With 30,000 trees and a history stretching back more than a thousand years, Mount Yoshino or Yoshinoyama is Japan's most celebrated cherry blossom spot. The mountain is divided into four sections from bottom to top: Shimosenbon ("Lower 1000 Trees"), Nakasenbon ("Middle 1000 Trees"), Kamisenbon ("Upper 1000 Trees") and Okusenbon ("Innermost 1000 Trees").

The trees started to open their blossoms in the lower area on April 9 this year - a late start compared to the average year. Today, the lower and middle areas were already at full bloom, and the upper area is expected to follow within two days. If the weather cooperates, the entire week should provide spectacular cherry blossom viewing conditions at Yoshinoyama.

The trees in the innermost area in the back of the mountain bloom considerably later and are not expected to reach full bloom until April 25. Moreover, the innermost area does not offer the same spectacular views that the lower three sections are famous for.

Shimosenbon (Lower 1000 Trees)
April 16, 2012 - full bloom

The trees in the lower section have reached full bloom. Their blossoms still looked sturdy and should remain attractive for several days to come. If the weather cooperates, quite a few petals could hang on even into the next weekend.

Ropeway lifting visitors from Yoshino Station higher into the Shimosenbon area
Shimosenbon shortly before the arrival of the crowds
Shimosenbon at full bloom
Pagoda on the grounds of Kinpusenji Temple

Unlike most other hanami spots in Japan - and somewhat ironically - Yoshinoyama is not dominated by the Somei Yoshino variety of cherry trees. Instead, the most numerous tree is the Yamazakura, one of Japan's native trees that actually grows in nature as opposed to human made cultivars like the Somei Yoshino.

Yamazakura blossoms are smaller and less numerous than Somei Yoshino blossoms. Furthermore, Yamazakura trees develop their coppery leaves almost simultaneously with their blossoms, giving them a less intensive look. In groups with other cherry tree varieties, they create the wonderful clouds of slightly differing hues of pink that Yoshinoyama is loved for.

Yamazakura blossoms
Somei Yoshino blossoms

Nakasenbon (Middle 1000 Trees)
April 16, 2012 - full bloom

The trees in the middle section have also reached full bloom today. One of the best and most famous views of the mountain can be enjoyed from the grounds of Yoshimizu Shrine.

**SET PROBLEM 1**
In the Yoshinoyama cherry blossom report, rewrite the paragraph beginning "Yamazakura blossoms are smaller" as a short bulleted list that keeps its main facts.
**SET PROBLEM 2**
Answer these questions from the Yoshinoyama cherry blossom report:
(a) How many trees grow on Mount Yoshino?
(b) By what date is the innermost area expected to reach full bloom?
(c) From the grounds of which shrine can one of the mountain's most famous views be enjoyed?
**SET PROBLEM 3**
Go on with the Yoshinoyama cherry blossom report, starting after its final sentence.

**DATA RECORDS**
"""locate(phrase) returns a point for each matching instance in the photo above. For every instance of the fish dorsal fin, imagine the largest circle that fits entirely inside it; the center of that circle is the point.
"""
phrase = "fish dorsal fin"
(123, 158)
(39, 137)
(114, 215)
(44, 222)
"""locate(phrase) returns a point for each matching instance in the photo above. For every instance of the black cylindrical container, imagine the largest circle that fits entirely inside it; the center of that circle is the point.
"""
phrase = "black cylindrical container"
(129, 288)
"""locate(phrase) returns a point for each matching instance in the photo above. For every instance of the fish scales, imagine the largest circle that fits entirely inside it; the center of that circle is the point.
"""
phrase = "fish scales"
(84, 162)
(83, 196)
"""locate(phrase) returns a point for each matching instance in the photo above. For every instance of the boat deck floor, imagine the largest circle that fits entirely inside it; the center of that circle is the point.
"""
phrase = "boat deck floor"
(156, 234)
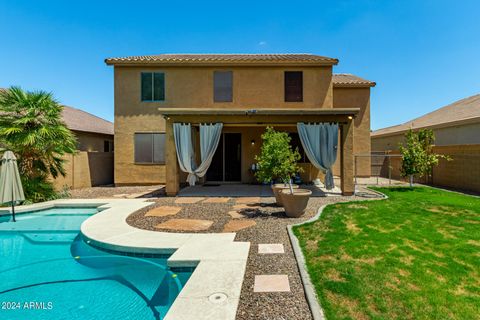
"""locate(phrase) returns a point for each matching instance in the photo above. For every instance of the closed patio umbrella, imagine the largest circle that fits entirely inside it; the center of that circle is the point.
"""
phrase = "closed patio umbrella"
(11, 190)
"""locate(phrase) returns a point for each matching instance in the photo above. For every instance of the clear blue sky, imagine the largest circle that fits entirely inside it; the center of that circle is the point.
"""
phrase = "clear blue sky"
(422, 54)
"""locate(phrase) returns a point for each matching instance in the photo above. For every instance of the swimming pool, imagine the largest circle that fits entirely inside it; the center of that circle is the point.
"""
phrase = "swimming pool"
(47, 271)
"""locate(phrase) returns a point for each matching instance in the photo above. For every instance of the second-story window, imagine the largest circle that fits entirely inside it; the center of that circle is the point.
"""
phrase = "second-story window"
(293, 86)
(153, 86)
(222, 86)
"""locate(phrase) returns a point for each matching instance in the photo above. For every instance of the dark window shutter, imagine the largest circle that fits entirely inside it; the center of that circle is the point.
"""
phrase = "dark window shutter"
(159, 86)
(293, 86)
(159, 148)
(147, 86)
(223, 86)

**TASK RESULT 1**
- Yamazakura blossoms are smaller and fewer than Somei Yoshino blossoms.
- Yamazakura trees grow their coppery leaves at almost the same time as their blossoms, so they look less intense.
- Mixed with other cherry varieties, they form the clouds of slightly differing pinks that Yoshinoyama is loved for.

**TASK RESULT 2**
(a) 30,000
(b) April 25
(c) Yoshimizu Shrine

**TASK RESULT 3**
Clouds of slightly differing hues of pink seen from Yoshimizu Shrine

I also checked out the onsen bath of the Yumoto Honoya, one of several hotels along the slopes of Yoshinoyama. From the small, gender segregated outdoor baths it is possible to look over the sea of cherry blossoms while bathing (11:30 to 15:00 in April, 1500 yen/person for non-staying guests). What an enjoyable way to do hanami!

To my surprise, I had the bath all to myself (shortly before noon)
Conventional hanami activities in a park in the Nakasenbon area
Nyoirinji Temple on the opposite side of the valley

Kamisenbon (Upper 1000 Trees)
April 16, 2012 - approaching full bloom (50-80%)

After passing the middle area, the road up the mountain suddenly becomes steeper. This is where the upper area starts. It was difficult to generalize the state of the trees in the upper area because of the wide range of altitude (about 200 meters) and the various tree varieties present. While some trees were already at full bloom, others still had their buds closed. Overall, the trees were opening up quickly and most should reach full bloom within just a couple of days.

One of the less developed trees in the Kamisenbon area

Chikurin-in Temple at the entrance to the upper area has a garden with early blooming weeping cherry trees that stood at full bloom. If you make it up all the way the upper area, do not miss the Hanayagura View Point with splendid views down the entire mountain.

Weeping cherry trees in Chikurin-in Temple's garden
Chikurin-in Temple
The famous view from the Hanayagura View Point

Due to its tremendous popularity, Yoshinoyama gets very crowded even on regular weekdays. Most of the lower and middle areas of the mountain are closed to car traffic between 9:00 and 19:00, but in the upper area pedestrians have to look out for cars (except on weekends).

For those unwilling or unable to climb the entire mountain, there are shuttle buses that operate between Yoshino Station and the middle area and between Chikurin-in Temple and the innermost area until May 6. For a comfortable ride to/from Yoshino, I recommend to make seat reservations for a Kintetsu limited express train in advance.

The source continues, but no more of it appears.